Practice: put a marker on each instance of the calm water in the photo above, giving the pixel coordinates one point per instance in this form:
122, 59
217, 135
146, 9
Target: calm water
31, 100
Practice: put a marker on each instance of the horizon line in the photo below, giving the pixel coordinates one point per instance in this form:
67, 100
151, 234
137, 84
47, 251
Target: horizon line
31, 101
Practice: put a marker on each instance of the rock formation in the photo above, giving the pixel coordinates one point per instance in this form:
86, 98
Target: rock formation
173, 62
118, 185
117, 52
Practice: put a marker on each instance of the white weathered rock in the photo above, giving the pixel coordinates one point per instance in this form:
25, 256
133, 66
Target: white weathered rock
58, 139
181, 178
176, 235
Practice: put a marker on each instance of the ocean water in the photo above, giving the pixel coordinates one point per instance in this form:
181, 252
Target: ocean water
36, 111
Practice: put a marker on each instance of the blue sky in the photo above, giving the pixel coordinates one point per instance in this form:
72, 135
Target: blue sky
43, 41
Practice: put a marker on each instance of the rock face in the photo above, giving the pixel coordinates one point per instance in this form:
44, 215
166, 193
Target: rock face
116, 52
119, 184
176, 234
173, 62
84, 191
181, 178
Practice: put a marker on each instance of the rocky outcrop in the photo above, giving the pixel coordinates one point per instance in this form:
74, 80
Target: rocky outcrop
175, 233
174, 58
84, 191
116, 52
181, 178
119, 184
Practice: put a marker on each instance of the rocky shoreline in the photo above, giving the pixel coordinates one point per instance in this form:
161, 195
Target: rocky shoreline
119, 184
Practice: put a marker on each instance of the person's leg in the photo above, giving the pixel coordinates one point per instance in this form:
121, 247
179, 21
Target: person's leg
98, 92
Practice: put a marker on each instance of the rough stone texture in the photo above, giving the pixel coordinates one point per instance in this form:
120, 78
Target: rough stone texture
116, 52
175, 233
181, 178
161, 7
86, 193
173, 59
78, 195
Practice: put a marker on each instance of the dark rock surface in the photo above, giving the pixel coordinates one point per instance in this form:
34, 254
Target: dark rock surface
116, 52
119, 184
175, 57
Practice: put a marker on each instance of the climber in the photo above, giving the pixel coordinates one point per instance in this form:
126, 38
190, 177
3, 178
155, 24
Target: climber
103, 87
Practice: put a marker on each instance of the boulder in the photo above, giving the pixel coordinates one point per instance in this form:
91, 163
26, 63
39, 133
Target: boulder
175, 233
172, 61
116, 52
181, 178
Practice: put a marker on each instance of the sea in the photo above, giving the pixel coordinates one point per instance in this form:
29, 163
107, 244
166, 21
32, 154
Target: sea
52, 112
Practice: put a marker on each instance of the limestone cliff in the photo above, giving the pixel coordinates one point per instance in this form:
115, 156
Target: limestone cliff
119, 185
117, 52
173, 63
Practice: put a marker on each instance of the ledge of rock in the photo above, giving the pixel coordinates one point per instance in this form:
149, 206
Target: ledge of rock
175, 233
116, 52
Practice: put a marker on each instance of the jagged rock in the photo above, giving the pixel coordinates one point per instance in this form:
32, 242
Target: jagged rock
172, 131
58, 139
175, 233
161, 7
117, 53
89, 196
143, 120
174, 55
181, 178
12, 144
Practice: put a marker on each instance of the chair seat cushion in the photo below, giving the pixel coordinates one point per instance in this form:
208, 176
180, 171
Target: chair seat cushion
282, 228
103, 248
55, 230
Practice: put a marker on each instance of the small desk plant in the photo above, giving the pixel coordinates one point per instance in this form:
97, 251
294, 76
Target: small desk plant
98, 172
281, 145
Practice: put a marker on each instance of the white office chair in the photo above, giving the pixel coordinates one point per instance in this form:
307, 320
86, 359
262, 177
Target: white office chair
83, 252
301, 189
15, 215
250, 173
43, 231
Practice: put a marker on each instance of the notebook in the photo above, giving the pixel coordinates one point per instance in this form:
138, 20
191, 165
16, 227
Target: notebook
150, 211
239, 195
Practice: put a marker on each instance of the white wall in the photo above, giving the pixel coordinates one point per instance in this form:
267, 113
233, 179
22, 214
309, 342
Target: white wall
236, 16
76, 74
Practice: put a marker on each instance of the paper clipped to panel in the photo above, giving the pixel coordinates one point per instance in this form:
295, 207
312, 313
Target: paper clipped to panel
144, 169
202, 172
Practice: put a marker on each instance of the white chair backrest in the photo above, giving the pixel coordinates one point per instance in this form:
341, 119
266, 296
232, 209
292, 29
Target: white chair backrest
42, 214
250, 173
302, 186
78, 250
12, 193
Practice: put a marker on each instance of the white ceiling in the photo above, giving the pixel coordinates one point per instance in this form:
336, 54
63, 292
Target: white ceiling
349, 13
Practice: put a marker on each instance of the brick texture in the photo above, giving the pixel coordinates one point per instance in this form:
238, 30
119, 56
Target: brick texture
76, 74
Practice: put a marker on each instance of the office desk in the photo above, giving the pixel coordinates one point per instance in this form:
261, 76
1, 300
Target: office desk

+ + + + +

## EXERCISE
Repeat exactly the lines from the line containing "Practice: put a marker on each instance of the notebook" through the end of the listing above; both boundary lines are part of the output.

## TASK OUTPUT
Practice: put a marker on each instance of the notebook in the photo above, giving the pixel coordinates one point per instance in this form:
138, 20
191, 165
16, 227
Target: notebook
150, 211
239, 195
Practice: put a marker on each instance of the white wall in the photo above, giving the pixel coordinates one point per instance in this form:
267, 113
233, 179
22, 214
309, 342
Target: white wall
236, 16
76, 74
Practice: put a marker on each instance of the paper clipped to panel in the photo above, giving the pixel coordinates one point per instance in this form:
295, 207
312, 313
Target: paper clipped to panel
144, 169
202, 172
Practice: put a marker on each instance of the white chair backrest in the photo above, giving the pixel coordinates one point per instance in this form:
341, 119
266, 296
232, 209
292, 29
Target: white chair backrest
42, 214
250, 173
302, 186
78, 250
12, 193
Practice: put a marker on each instance of the white ceiling in the photo above, giving the pixel coordinates one point per instance in this form:
336, 54
63, 292
Target: white ceiling
349, 13
Practice: put a marker on each instance of the brick texture in the photo above, giving the pixel coordinates one point per instance in this form:
238, 30
119, 56
Target: brick texture
76, 74
Practice: put a marker on each instance of the office desk in the photo above, giving the pixel coordinates one point per instance in this form:
261, 76
1, 300
Target: office desk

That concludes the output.